— Start Supplied material —

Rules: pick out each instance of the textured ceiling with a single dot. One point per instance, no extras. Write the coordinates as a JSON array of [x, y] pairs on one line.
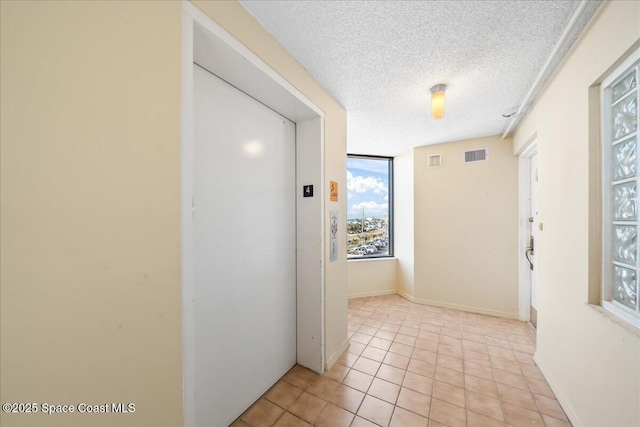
[[379, 59]]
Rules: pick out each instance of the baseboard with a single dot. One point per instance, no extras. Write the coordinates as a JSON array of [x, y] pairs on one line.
[[562, 399], [335, 356], [460, 307], [373, 294]]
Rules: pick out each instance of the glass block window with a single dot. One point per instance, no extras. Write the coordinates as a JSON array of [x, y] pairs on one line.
[[620, 137]]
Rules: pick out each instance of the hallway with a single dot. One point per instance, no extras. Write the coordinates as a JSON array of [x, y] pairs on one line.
[[415, 365]]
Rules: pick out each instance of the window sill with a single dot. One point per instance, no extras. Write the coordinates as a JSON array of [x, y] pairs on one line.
[[621, 324]]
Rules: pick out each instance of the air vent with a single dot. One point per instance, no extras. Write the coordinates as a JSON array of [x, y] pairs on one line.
[[435, 161], [473, 156]]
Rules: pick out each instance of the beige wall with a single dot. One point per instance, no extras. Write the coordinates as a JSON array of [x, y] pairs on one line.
[[466, 228], [403, 221], [371, 277], [90, 168], [90, 176], [592, 364]]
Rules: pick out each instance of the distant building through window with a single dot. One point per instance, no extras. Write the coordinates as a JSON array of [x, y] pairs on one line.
[[620, 184], [369, 202]]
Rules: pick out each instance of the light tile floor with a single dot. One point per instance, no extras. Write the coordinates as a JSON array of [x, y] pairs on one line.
[[414, 365]]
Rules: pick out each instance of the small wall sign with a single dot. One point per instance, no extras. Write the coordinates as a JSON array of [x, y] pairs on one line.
[[333, 191], [307, 191]]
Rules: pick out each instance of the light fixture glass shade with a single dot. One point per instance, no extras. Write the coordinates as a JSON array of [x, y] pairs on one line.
[[437, 101]]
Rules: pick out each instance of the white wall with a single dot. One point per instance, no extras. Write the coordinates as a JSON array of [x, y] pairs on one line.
[[592, 364]]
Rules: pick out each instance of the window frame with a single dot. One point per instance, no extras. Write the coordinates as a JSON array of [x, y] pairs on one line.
[[607, 302], [390, 221]]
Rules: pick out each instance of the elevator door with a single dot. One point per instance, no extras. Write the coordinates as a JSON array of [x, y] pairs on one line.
[[245, 249]]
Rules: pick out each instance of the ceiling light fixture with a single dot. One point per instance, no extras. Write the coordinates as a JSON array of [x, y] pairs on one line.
[[437, 101]]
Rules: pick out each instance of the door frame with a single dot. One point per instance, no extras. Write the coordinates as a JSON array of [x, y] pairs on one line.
[[524, 207], [214, 48]]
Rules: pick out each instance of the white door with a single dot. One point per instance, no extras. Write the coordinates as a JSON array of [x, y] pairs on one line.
[[532, 242], [245, 249]]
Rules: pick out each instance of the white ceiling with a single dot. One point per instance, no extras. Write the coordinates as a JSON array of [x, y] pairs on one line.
[[379, 59]]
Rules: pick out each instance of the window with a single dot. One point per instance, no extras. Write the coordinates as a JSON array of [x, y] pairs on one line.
[[620, 185], [369, 201]]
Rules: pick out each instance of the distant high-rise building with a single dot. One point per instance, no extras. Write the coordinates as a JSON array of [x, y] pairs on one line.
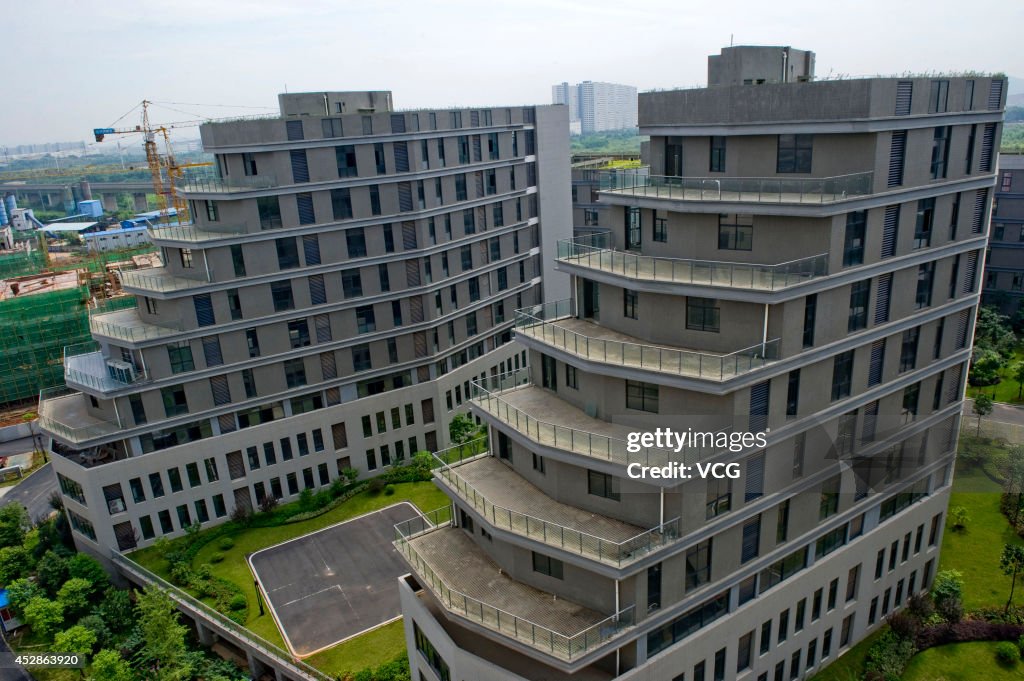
[[598, 107]]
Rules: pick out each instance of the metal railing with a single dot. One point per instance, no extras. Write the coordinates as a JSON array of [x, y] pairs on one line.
[[193, 232], [539, 323], [214, 184], [158, 279], [49, 419], [563, 646], [546, 531], [286, 660], [85, 365], [486, 394], [589, 251], [758, 189]]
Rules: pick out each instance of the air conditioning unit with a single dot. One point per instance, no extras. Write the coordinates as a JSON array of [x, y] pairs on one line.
[[122, 372]]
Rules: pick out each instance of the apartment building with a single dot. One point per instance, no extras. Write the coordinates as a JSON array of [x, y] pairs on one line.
[[349, 269], [800, 259], [1005, 264]]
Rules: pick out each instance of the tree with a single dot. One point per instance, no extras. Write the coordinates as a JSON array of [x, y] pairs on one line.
[[164, 649], [982, 408], [74, 596], [44, 615], [77, 639], [14, 562], [1012, 562], [14, 522], [110, 666]]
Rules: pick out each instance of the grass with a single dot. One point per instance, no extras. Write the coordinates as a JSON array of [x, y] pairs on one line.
[[371, 649], [235, 567], [962, 662]]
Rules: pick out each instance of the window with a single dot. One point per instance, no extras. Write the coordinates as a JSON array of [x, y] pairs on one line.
[[842, 375], [642, 396], [795, 154], [717, 164], [702, 314], [548, 565], [602, 484], [859, 294], [630, 303], [853, 248]]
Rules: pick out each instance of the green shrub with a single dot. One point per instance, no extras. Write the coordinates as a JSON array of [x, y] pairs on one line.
[[1008, 653]]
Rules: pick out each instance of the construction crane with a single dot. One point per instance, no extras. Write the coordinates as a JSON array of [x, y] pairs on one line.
[[166, 172]]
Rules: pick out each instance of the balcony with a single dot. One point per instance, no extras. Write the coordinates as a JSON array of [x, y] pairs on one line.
[[196, 235], [86, 367], [158, 280], [214, 184], [510, 503], [126, 325], [62, 414], [554, 325], [590, 252], [800, 190], [511, 399], [442, 556]]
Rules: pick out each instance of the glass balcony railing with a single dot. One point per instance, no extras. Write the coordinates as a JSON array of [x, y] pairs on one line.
[[585, 544], [495, 395], [214, 184], [86, 366], [62, 413], [590, 251], [754, 189], [555, 324], [561, 645]]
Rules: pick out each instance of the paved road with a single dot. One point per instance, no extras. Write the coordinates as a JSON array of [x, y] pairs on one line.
[[34, 493]]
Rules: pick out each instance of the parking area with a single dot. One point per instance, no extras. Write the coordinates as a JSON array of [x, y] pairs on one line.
[[333, 584]]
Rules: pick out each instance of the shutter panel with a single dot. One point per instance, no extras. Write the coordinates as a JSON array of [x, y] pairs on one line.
[[211, 350], [400, 157], [904, 95], [204, 310], [300, 167], [329, 366], [978, 221], [889, 230], [754, 485], [972, 271], [339, 435], [294, 129], [878, 362], [310, 249], [995, 93], [759, 407], [323, 325], [304, 204], [317, 292], [404, 197], [882, 298], [220, 389], [416, 309], [987, 147], [962, 323], [409, 241], [896, 154]]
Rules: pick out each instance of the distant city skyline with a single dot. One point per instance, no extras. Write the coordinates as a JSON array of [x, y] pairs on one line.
[[232, 57]]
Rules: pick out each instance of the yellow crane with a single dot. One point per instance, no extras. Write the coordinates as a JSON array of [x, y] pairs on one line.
[[166, 172]]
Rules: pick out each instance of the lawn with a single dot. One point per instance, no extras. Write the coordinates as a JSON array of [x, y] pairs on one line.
[[962, 662], [235, 567]]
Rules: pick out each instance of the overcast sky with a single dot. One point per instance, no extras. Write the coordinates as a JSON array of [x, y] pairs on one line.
[[73, 66]]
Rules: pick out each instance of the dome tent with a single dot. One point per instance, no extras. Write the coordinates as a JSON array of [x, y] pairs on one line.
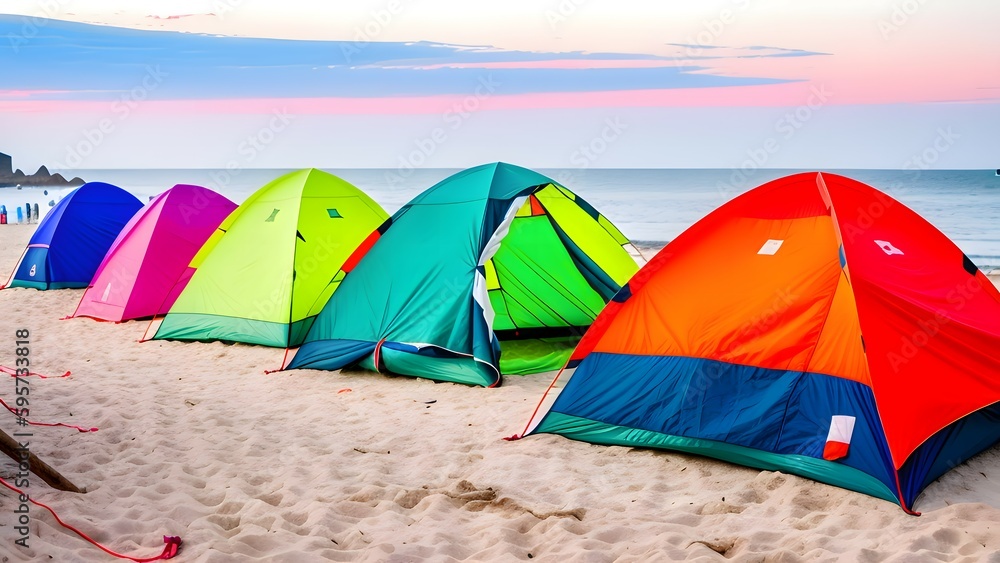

— End Supplied material —

# Problem description
Copy the data from the line with "Rules: pick out each instance of the grass" to the line with "[[34, 493]]", both included, with the requests kept as they are and every coordinate in the answers offset by -83.

# Task answer
Rules: pick out each instance of the grass with a single dot. One point per instance, no extras. Write the coordinates as a JSON array of [x, y] pairs on one line.
[[288, 566], [152, 484], [879, 579]]
Rules: pick out each instance of the window with a single dot. One point per instance, no extras. Write the coordinates as a JSON array of [x, y] pairs on one line.
[[759, 292], [559, 313], [712, 71], [634, 81], [619, 231], [465, 482], [519, 401], [776, 211], [547, 220], [770, 165]]
Rules: pick out each instance of the green shrub with a single dot. One point per instance, no extras. Write the coordinates as a JSON array of [x, y] pairs on one line.
[[925, 570]]
Rules: pick out each instance of the construction crane with a single dot. One point per instance, no extras. Write the coordinates as a JSON array of [x, y] pairs on one line.
[[83, 89]]
Rules: pick out each instance of the balcony with a single dot. One point per instance, no extras. Write the coordinates as a JSON array of [x, y] pairs on one line.
[[113, 152], [3, 284], [75, 197], [131, 101], [427, 420], [43, 242], [-21, 331], [471, 242], [507, 169], [717, 107], [428, 316], [359, 473]]
Rules: pick out each instance of the glass balcony railing with a single dot. One point per instance, no extras. Write the coordinates as a JSON array of [x, y] pairs on one line.
[[502, 461], [412, 312], [131, 101], [3, 283], [-21, 330], [507, 168], [671, 106], [472, 241], [478, 562]]
Rules: pick out each instance of the paved road with a single dot. One point per instance, no extras. Write the coordinates as a JSON array of [x, y] pairs on one line.
[[-49, 410]]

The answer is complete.